▸ DO THIS
Reproduce every one of the following records verbatim, keeping each line unchanged and in its original order.
[start]
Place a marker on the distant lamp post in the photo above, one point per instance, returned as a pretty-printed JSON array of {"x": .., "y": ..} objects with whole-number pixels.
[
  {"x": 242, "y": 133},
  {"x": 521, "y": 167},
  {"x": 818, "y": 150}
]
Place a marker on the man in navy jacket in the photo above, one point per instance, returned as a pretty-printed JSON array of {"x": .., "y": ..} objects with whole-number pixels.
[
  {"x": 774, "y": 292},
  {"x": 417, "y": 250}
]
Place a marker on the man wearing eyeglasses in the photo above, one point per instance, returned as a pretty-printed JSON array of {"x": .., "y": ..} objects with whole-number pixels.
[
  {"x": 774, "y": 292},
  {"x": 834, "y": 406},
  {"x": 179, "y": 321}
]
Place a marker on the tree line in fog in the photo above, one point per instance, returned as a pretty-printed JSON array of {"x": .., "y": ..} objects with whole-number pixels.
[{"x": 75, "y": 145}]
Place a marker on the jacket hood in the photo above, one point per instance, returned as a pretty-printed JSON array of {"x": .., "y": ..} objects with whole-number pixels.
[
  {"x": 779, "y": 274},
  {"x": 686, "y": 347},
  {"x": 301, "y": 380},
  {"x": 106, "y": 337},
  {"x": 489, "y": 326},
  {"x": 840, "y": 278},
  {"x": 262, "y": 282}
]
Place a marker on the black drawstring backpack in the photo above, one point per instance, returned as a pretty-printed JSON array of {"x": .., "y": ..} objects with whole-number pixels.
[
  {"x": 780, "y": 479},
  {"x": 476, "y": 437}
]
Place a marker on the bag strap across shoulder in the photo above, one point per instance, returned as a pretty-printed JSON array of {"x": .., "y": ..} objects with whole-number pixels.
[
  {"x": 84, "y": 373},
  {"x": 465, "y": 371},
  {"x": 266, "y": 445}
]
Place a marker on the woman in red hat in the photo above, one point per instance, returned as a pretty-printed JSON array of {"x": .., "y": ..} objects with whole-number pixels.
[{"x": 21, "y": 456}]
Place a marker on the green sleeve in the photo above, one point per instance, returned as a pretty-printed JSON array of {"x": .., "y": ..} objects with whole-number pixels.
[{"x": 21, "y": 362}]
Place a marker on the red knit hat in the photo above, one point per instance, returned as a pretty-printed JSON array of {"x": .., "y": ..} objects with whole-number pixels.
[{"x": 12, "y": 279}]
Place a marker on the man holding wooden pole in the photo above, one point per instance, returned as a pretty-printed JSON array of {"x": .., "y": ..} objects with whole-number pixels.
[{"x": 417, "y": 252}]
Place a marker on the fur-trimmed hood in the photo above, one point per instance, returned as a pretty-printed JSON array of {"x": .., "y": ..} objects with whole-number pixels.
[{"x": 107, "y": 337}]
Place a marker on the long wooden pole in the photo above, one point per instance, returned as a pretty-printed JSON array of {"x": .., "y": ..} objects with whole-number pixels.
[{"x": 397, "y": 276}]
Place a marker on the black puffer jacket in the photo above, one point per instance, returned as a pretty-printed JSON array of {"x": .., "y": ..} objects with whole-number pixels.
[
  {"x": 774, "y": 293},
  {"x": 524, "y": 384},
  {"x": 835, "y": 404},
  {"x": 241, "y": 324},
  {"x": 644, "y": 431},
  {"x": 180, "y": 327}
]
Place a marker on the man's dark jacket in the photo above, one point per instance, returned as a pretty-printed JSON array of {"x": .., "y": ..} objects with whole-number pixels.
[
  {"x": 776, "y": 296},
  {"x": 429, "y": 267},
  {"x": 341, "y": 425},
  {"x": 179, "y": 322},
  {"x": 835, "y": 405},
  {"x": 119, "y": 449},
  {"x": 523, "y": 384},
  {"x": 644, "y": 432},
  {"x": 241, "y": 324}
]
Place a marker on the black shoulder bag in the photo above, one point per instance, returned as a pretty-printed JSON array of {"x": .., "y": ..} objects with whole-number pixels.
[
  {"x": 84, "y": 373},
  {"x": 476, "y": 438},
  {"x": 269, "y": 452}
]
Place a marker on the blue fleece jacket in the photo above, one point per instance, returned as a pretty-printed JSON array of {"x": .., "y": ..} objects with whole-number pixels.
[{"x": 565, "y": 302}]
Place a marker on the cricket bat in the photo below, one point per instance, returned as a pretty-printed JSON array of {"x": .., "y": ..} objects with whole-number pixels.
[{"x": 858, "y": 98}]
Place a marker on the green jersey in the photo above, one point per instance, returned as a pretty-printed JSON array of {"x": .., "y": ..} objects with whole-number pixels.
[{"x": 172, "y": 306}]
[end]
▸ COMPLETE RESPONSE
Place a marker on the distant lamp post in the photo above, one point per instance, returned as a pretty-printed JSON array of {"x": .., "y": ..} objects with whole-number pixels.
[
  {"x": 242, "y": 133},
  {"x": 521, "y": 167},
  {"x": 818, "y": 150}
]
Place a marker on the man in navy jacket in the photo above, one point per instance, returned as a pretty-printed JSON array of {"x": .., "y": ..} objects with whole-number pixels.
[
  {"x": 774, "y": 292},
  {"x": 417, "y": 250}
]
Place a marker on the man wearing eyeglasses in the photo above, one point per instance, returned as a pretty-printed JSON array of {"x": .., "y": ..} objects with whole-number pixels.
[
  {"x": 774, "y": 292},
  {"x": 834, "y": 406},
  {"x": 179, "y": 321}
]
Place a marker on the tree line in fog in the photo above, one point per instance, returned as a pretty-printed JSON array of {"x": .., "y": ..} objects with whole-number pixels.
[{"x": 75, "y": 145}]
Place a marker on the jacket hood in the photo above, one point per instance, returned as a pretty-printed JSON array of {"x": .., "y": ..} objects with whole-number pixels.
[
  {"x": 779, "y": 274},
  {"x": 686, "y": 347},
  {"x": 301, "y": 380},
  {"x": 106, "y": 337},
  {"x": 489, "y": 326},
  {"x": 840, "y": 278},
  {"x": 262, "y": 282}
]
Place a marker on the black drawstring backpack in the photo above, one point per instance, returned as a pretty-printed JSON array of {"x": .., "y": ..} objects with whole-number pixels.
[
  {"x": 780, "y": 479},
  {"x": 476, "y": 437}
]
Place a marker on the bag strap across shoulder in the photo above, one point per instance, returned as a pretty-printed JSON array of {"x": .., "y": ..} objects with whole-number pixels.
[
  {"x": 84, "y": 373},
  {"x": 465, "y": 371},
  {"x": 266, "y": 445}
]
Place a marker on the woman in red hat in the photo above, one point per instance, returned as a pretty-printed JSON array of {"x": .., "y": ..} objects with whole-number pixels.
[{"x": 21, "y": 456}]
Place a marker on the green sleeve in the photo above, one point per instance, returned as a pretty-printed JSON array of {"x": .., "y": ..} objects with whole-number pixels.
[{"x": 21, "y": 362}]
Place a marker on the red knit hat in the photo above, one point per instance, returned as a pretty-printed JSON array of {"x": .., "y": ..} objects with whole-number pixels.
[{"x": 12, "y": 279}]
Place a marker on the man holding wooden pole in the photo above, one point per instance, returned as a pretty-printed JSON array of {"x": .., "y": ..} objects with whole-number pixels.
[{"x": 417, "y": 252}]
Place a marker on the fur-trimmed hood in the photo above, one point per instance, returned as a pretty-printed JSON array of {"x": .., "y": ..} objects with whole-number pixels.
[{"x": 107, "y": 337}]
Place a marker on the long wooden pole in the photo above, one point per instance, returned as a pretty-printed JSON array of {"x": .., "y": ..} objects with whole-number pixels.
[{"x": 397, "y": 276}]
Place a marker on the black puffer jacket in the photo above, one point per instance, returned as a pretty-printed JSON array of {"x": .., "y": ..} objects with whole-number pixels.
[
  {"x": 774, "y": 293},
  {"x": 524, "y": 384},
  {"x": 835, "y": 404},
  {"x": 241, "y": 324},
  {"x": 644, "y": 431},
  {"x": 180, "y": 327}
]
Place a marker on the man's dark jacket in the photo above, one point per instance, returned as a pretty-printed JSON array of {"x": .., "y": ..} objects with whole-number pixels.
[
  {"x": 776, "y": 296},
  {"x": 429, "y": 267},
  {"x": 341, "y": 425},
  {"x": 179, "y": 322},
  {"x": 835, "y": 405},
  {"x": 119, "y": 449},
  {"x": 523, "y": 384},
  {"x": 644, "y": 432},
  {"x": 241, "y": 324}
]
Place a marker on the black shoulder bag in the photo above, one point per instance, returned as a pretty-printed JSON array of {"x": .., "y": ..} objects with whole-number pixels.
[
  {"x": 84, "y": 373},
  {"x": 476, "y": 438},
  {"x": 269, "y": 452}
]
Place a marker on the blue fleece jacket in the photo above, one point per instance, returned as a pretty-printed JSON array of {"x": .., "y": ..} objects with whole-number pixels.
[{"x": 565, "y": 302}]
Place a marker on the cricket bat in the photo below, one point per instance, returned as a pretty-printed JSON array of {"x": .., "y": ..} objects with whole-number pixels.
[{"x": 858, "y": 98}]
Place a marker on the green jersey in the photo above, one point per instance, returned as a pretty-printed JSON array of {"x": .., "y": ..} objects with whole-number pixels.
[{"x": 172, "y": 306}]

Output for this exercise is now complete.